## Extract provided:
July 2009 Archives

tux.jpg

The Problem

Both as part of our Open Security Filter and as a standalone service, we offer checking of emails for viruses using Clam AntiVirus. As the threat from viruses is constantly evolving, the ClamAV project provides ongoing updates to its virus definitions, to ensure that users are as well-protected as is possible.

There are a number of different ways in which these updates can be installed on Debian. We chose to use freshclam, a daemon that checks for definition updates at a defined interval (48 times a day, or every 30 minutes, in our case). By and large, freshclam does what we need.  The virus definitions for our clients are kept up-to-date.

We know that the virus definitions are up-to-date because we have deployed Nagios, an enterprise-class monitoring solution for hosts, services, and networks.  As part of our OSSC service, any of our clients can receive Nagios support, or make use of our Nagios hosting.  We have Nagios configured such that it checks that the virus definitions on the local machine are synchronised with those that the ClamAV project provide.  If they aren't, we receive an email notification.Now there are two problems with this solution. Firstly, Nagios checks for new virus definitions every 5 minutes, and freshclam updates the definitions every 30 minutes.  Secondly, freshclam has a habit of getting itself into a bind (normally as a result of a problem with mirrors.dat, the mirror cache) which means that updates stop altogether until we step in to fix the problem.

## Data excerpts:
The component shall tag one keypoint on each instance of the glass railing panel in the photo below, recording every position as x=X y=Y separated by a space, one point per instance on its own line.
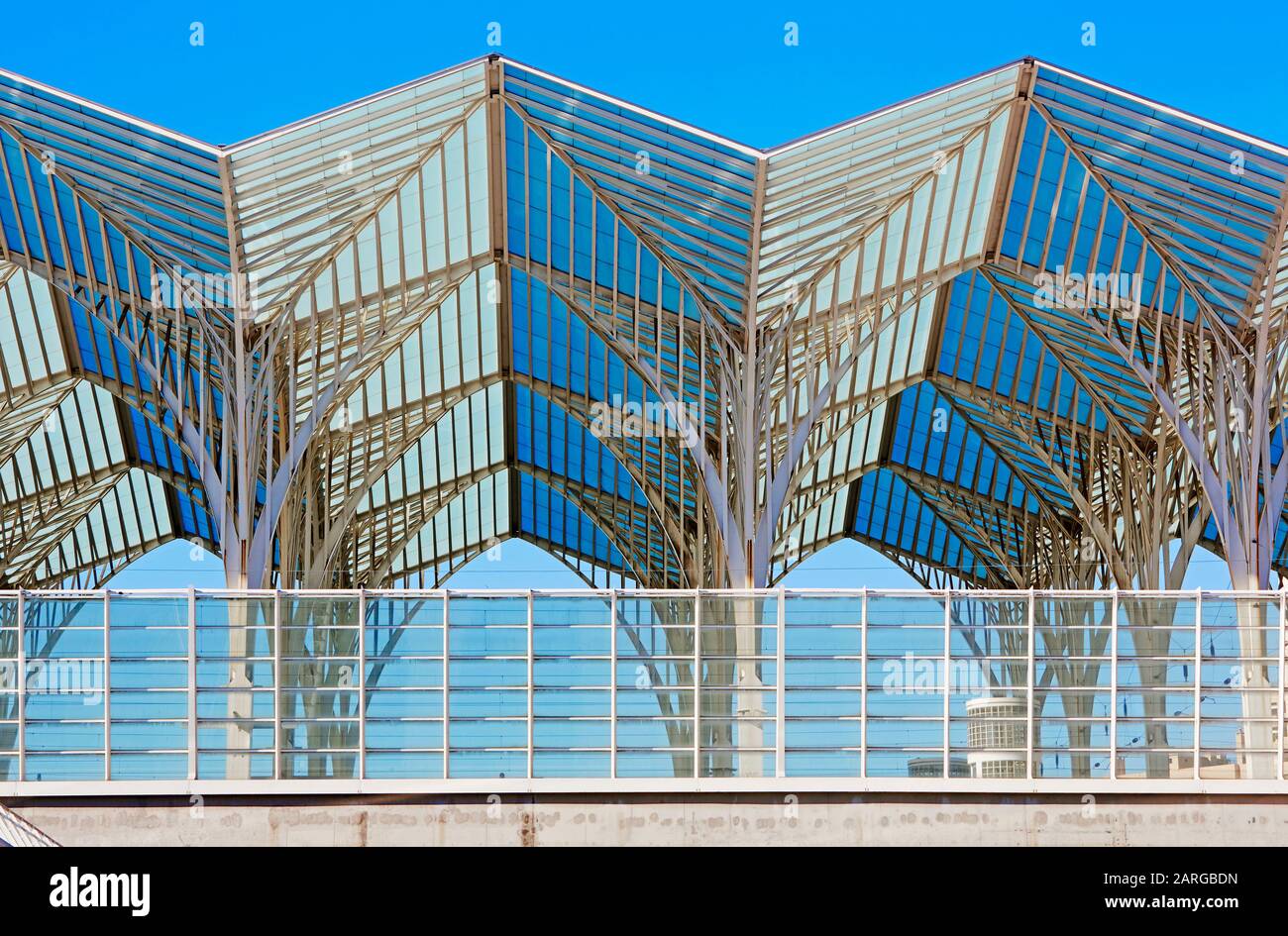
x=150 y=696
x=906 y=685
x=236 y=687
x=403 y=705
x=656 y=667
x=1239 y=648
x=1072 y=686
x=63 y=691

## Exercise instructions:
A. Please copy the part of the ClamAV page that opens with the words containing "Both as part" and closes with "as is possible.".
B. In the ClamAV page, how often is freshclam set to check for definition updates?
C. List every program and operating system that the ClamAV page names.
The rows are separate material from the ClamAV page.

## Activity answers:
A.
Both as part of our Open Security Filter and as a standalone service, we offer checking of emails for viruses using Clam AntiVirus. As the threat from viruses is constantly evolving, the ClamAV project provides ongoing updates to its virus definitions, to ensure that users are as well-protected as is possible.

B. Every 30 minutes, or 48 times a day.

C.
Clam AntiVirus (ClamAV)
Debian
freshclam
Nagios